Text-to-region grounding data —
* * * * * * *

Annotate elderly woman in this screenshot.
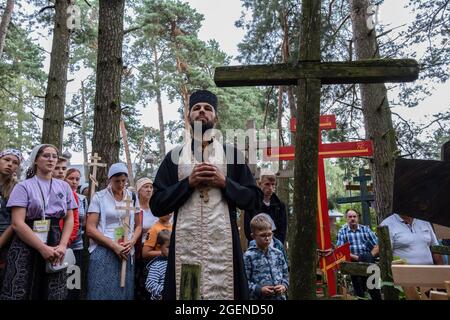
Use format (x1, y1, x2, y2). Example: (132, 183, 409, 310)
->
(0, 144, 76, 300)
(134, 177, 157, 300)
(86, 163, 141, 300)
(0, 148, 23, 288)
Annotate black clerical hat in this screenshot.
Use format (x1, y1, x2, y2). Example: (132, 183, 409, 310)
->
(189, 90, 217, 111)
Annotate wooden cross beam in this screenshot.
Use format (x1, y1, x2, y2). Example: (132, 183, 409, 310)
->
(84, 152, 107, 199)
(115, 194, 139, 287)
(336, 167, 375, 226)
(215, 59, 419, 87)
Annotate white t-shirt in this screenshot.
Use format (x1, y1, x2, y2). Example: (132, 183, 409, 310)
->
(380, 214, 439, 264)
(87, 187, 139, 253)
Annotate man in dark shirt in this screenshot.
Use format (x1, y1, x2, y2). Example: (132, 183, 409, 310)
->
(244, 175, 287, 244)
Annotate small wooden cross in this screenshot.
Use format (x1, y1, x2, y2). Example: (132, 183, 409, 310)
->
(84, 152, 107, 199)
(115, 194, 139, 288)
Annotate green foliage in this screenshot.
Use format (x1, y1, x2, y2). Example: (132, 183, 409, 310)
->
(0, 22, 46, 153)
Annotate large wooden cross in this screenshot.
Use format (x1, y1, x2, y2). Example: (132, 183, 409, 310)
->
(263, 114, 373, 296)
(117, 119, 138, 288)
(214, 0, 418, 300)
(336, 167, 375, 226)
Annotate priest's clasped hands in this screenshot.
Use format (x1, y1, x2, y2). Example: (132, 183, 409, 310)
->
(188, 162, 226, 189)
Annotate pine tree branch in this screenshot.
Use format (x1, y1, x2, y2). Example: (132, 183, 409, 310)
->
(30, 111, 43, 120)
(376, 24, 407, 39)
(124, 25, 144, 35)
(64, 111, 83, 123)
(38, 6, 55, 14)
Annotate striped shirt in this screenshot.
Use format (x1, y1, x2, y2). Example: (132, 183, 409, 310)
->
(145, 257, 168, 300)
(336, 224, 378, 256)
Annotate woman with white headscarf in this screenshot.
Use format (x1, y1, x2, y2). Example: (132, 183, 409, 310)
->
(134, 177, 157, 300)
(86, 163, 141, 300)
(0, 144, 77, 300)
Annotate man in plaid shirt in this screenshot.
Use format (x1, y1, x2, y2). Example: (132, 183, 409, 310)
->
(336, 209, 381, 300)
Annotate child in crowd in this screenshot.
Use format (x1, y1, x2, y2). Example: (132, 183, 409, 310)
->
(142, 213, 172, 260)
(145, 229, 171, 300)
(244, 213, 289, 300)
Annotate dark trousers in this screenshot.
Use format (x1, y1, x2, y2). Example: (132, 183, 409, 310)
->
(351, 275, 381, 300)
(350, 252, 381, 300)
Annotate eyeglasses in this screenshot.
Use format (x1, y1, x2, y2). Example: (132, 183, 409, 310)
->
(255, 232, 273, 239)
(41, 153, 59, 160)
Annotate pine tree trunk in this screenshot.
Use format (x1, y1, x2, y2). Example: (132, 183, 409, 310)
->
(291, 0, 322, 300)
(350, 0, 398, 222)
(277, 86, 289, 209)
(277, 8, 295, 217)
(81, 81, 89, 182)
(152, 44, 166, 156)
(0, 0, 14, 57)
(41, 0, 71, 150)
(92, 0, 125, 188)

* * * * * * *

What you will do — Copy each line of the data that contains the word "dark".

Result —
Annotate man in dark shirt in this screenshot.
Annotate dark trousers in this screenshot.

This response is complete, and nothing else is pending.